提示された文章:
<<<<

5月が終わる。本来なら結婚式シーズンで毎週「おめでとう!!」の声が会場に響き、サロンには結婚式の荷物がたくさん届いて「いよいよだね〜♪緊張するー!」なんていいながら笑い声にあふれている週末・・・。今年は全てが延期になりプランナー達はみんなその対応や新しいガイドラインの説明に追われていました。明日から6月・・・まだ回復まではいかないけどこれから私たちのすることは見えています。

するべきことに気づいた日

4月、桜が満開だった日に結婚式をする予定だった2人が延期の手続きに来られました。ギリギリまで悩んで3日前に延期を決められたおふたり。たくさん泣いたんでしょう・・・肩を落として申し訳なさそうに「すみません。」とおっしゃられました。本来なら今日は結婚式の日、最高の幸せを感じる日でした。プランナーから「せっかくだからランチ食べて帰りませんか?」とガーデンの桜が見えるお席へご案内しました。美味しいご飯で少しでも元気になってもらえたらと思ってのことでした。

不思議なのですが、結婚式には偶然なのか神様のイタズラなのか奇跡のような出来事がよく起こります。実はこの日にその奇跡が起こりました。

>>>>

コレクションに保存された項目

<<<<

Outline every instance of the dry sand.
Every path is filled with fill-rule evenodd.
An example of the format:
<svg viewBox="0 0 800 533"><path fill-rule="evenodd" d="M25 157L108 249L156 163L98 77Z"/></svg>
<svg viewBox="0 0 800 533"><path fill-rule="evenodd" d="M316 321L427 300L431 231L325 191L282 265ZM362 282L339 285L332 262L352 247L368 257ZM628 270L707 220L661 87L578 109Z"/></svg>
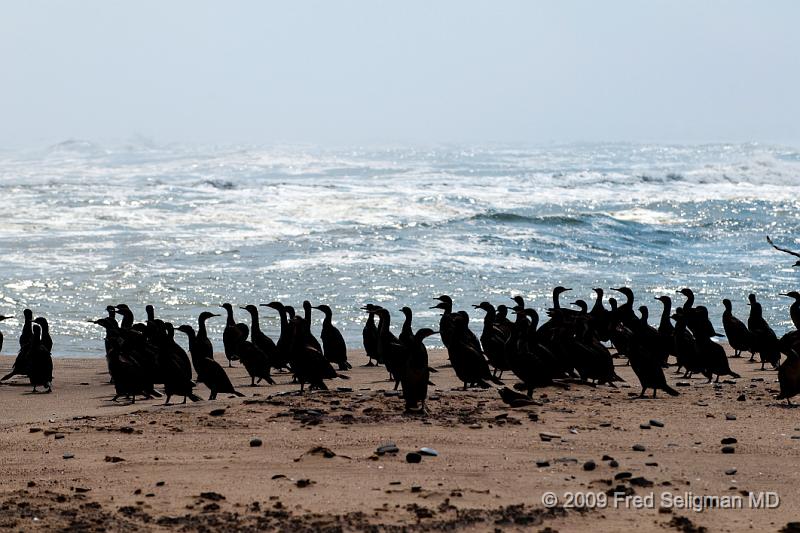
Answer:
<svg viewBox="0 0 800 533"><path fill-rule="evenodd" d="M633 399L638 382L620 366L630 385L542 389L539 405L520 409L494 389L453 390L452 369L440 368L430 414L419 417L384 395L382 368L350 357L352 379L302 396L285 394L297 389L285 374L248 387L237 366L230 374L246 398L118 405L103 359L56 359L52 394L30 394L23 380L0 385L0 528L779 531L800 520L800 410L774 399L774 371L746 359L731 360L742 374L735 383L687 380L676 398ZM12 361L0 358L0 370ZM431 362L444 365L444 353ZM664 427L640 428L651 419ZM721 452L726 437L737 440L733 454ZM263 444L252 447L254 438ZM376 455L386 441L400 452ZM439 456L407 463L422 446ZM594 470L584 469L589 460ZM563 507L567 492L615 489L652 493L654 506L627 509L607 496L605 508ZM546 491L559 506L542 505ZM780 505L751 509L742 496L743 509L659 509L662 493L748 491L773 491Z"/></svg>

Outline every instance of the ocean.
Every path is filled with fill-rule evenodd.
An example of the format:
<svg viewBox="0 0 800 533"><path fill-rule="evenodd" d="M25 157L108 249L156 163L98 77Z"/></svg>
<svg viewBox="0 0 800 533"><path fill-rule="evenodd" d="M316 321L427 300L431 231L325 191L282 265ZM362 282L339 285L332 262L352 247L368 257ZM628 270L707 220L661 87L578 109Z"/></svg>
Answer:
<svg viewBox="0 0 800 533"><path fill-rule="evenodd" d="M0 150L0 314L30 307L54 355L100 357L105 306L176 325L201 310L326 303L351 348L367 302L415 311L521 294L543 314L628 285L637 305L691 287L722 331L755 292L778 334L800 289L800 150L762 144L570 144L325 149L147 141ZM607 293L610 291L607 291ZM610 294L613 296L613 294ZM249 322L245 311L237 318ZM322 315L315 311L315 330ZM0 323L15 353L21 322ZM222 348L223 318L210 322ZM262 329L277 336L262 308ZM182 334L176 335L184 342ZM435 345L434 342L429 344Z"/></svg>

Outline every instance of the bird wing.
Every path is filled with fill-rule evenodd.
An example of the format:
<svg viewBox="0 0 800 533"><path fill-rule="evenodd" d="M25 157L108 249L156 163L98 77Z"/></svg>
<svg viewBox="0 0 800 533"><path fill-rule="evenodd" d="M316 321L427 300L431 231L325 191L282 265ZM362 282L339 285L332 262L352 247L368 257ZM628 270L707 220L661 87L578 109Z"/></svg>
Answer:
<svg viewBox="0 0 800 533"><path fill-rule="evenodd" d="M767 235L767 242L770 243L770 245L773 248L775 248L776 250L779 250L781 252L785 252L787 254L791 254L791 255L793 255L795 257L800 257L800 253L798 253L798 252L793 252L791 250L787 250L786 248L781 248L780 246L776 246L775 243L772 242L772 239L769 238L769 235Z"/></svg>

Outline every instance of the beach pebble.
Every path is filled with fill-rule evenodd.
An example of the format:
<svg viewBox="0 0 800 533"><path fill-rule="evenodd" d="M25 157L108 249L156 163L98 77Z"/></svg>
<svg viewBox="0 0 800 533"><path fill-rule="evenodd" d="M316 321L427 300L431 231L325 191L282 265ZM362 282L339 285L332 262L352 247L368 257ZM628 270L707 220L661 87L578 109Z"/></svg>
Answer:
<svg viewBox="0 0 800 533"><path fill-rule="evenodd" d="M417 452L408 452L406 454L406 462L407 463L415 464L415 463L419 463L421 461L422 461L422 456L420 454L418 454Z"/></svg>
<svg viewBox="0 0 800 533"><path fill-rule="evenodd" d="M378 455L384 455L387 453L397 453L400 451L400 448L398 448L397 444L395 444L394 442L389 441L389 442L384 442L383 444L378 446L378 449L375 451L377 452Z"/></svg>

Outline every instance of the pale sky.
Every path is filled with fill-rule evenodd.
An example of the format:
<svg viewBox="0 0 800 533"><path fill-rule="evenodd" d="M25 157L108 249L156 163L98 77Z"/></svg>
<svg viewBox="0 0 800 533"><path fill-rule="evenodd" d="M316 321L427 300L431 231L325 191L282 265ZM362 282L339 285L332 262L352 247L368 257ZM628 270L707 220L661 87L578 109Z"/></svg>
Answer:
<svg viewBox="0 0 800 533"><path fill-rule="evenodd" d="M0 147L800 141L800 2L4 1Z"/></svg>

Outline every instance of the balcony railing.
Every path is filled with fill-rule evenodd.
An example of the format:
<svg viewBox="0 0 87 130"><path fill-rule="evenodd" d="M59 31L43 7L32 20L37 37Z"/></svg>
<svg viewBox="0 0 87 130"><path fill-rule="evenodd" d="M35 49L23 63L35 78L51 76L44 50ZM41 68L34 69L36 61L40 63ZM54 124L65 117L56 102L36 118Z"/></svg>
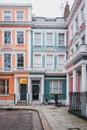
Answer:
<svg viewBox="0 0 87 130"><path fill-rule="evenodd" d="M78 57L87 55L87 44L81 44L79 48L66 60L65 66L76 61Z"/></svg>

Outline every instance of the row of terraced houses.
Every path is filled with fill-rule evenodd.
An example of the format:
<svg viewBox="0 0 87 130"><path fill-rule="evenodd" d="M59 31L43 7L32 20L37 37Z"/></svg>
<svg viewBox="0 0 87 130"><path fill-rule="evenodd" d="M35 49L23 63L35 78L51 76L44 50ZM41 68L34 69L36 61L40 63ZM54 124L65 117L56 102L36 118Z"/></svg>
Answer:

>>>>

指示:
上にある結婚式の延期をめぐる文章のうち、「するべきことに気づいた日」から「日にその奇跡が起こりました。」までの部分を一字一句変えずに書き写してください。

結果:
するべきことに気づいた日

4月、桜が満開だった日に結婚式をする予定だった2人が延期の手続きに来られました。ギリギリまで悩んで3日前に延期を決められたおふたり。たくさん泣いたんでしょう・・・肩を落として申し訳なさそうに「すみません。」とおっしゃられました。本来なら今日は結婚式の日、最高の幸せを感じる日でした。プランナーから「せっかくだからランチ食べて帰りませんか?」とガーデンの桜が見えるお席へご案内しました。美味しいご飯で少しでも元気になってもらえたらと思ってのことでした。

不思議なのですが、結婚式には偶然なのか神様のイタズラなのか奇跡のような出来事がよく起こります。実はこの日にその奇跡が起こりました。